Image object location entries:
================
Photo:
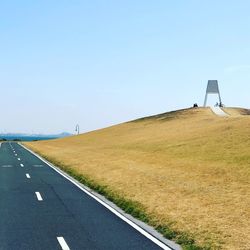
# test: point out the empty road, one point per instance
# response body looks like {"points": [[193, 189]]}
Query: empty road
{"points": [[40, 209]]}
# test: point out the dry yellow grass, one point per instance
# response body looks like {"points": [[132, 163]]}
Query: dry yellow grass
{"points": [[189, 168]]}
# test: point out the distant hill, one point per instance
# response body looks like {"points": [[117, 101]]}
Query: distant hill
{"points": [[32, 137], [189, 169]]}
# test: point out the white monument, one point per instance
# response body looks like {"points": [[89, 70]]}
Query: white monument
{"points": [[212, 88]]}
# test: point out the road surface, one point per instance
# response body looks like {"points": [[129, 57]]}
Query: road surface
{"points": [[40, 209]]}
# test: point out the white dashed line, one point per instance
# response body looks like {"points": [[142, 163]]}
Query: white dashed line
{"points": [[63, 243], [39, 197]]}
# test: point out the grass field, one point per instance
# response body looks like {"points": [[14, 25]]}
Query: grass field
{"points": [[189, 169]]}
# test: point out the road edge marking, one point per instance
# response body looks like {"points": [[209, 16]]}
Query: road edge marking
{"points": [[171, 245]]}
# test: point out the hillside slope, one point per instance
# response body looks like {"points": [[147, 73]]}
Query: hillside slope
{"points": [[188, 168]]}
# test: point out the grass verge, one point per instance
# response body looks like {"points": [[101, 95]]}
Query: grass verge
{"points": [[131, 207]]}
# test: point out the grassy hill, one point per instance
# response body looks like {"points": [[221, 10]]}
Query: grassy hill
{"points": [[188, 171]]}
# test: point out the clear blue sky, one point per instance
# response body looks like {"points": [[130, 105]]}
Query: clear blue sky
{"points": [[99, 62]]}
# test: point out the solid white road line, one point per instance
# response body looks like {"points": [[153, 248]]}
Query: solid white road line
{"points": [[39, 197], [63, 243], [121, 216]]}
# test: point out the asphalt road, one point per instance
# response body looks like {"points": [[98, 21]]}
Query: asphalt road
{"points": [[40, 209]]}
================
Work instructions: Every record must be copied exactly, with the pictures left out.

Problem solution:
Photo:
# test: point out the empty road, one point per instance
# response body looks like {"points": [[193, 189]]}
Query: empty road
{"points": [[40, 209]]}
# test: point out the dry yellow grass, one point per instance
# response body looks like {"points": [[132, 163]]}
Query: dry yellow grass
{"points": [[189, 168]]}
# test: point out the distant hill, one point per instance
# response body looks like {"points": [[117, 101]]}
Query: distant hill
{"points": [[32, 137], [189, 169]]}
# test: point out the white monument, one point per instance
# response body looks like {"points": [[89, 70]]}
Query: white monument
{"points": [[212, 88]]}
# test: point out the road surface, one point per instance
# response body looks like {"points": [[129, 57]]}
Query: road surface
{"points": [[40, 209]]}
# test: point out the white dashed line, one point per instance
# response body looks like {"points": [[142, 163]]}
Query: white dashed line
{"points": [[63, 243], [39, 197]]}
# test: point out the grass field, one point per instance
# response body looks like {"points": [[14, 25]]}
Query: grass field
{"points": [[189, 169]]}
# test: point out the road edge marking, one point per instance
# response body looks like {"points": [[209, 16]]}
Query: road edge marking
{"points": [[171, 245]]}
# test: point out the hillside slope, one point per instance
# response body looks like {"points": [[147, 73]]}
Query: hillside slope
{"points": [[188, 168]]}
# test: point out the grass verge, one point per instance
# response body looks like {"points": [[101, 95]]}
Query: grass verge
{"points": [[131, 207]]}
# test: point out the grassy hill, one point per instance
# response body looks like {"points": [[221, 10]]}
Query: grassy hill
{"points": [[188, 171]]}
# test: point out the clear blue sky, one point per instance
# response body looks like {"points": [[130, 105]]}
Query: clear blue sky
{"points": [[99, 62]]}
# test: point out the solid white road line, one point per instance
# response body looks like {"points": [[153, 248]]}
Query: solid white road line
{"points": [[39, 197], [63, 243], [121, 216]]}
# test: point out the asphalt road, one point per instance
# response body looks like {"points": [[98, 21]]}
Query: asphalt road
{"points": [[40, 209]]}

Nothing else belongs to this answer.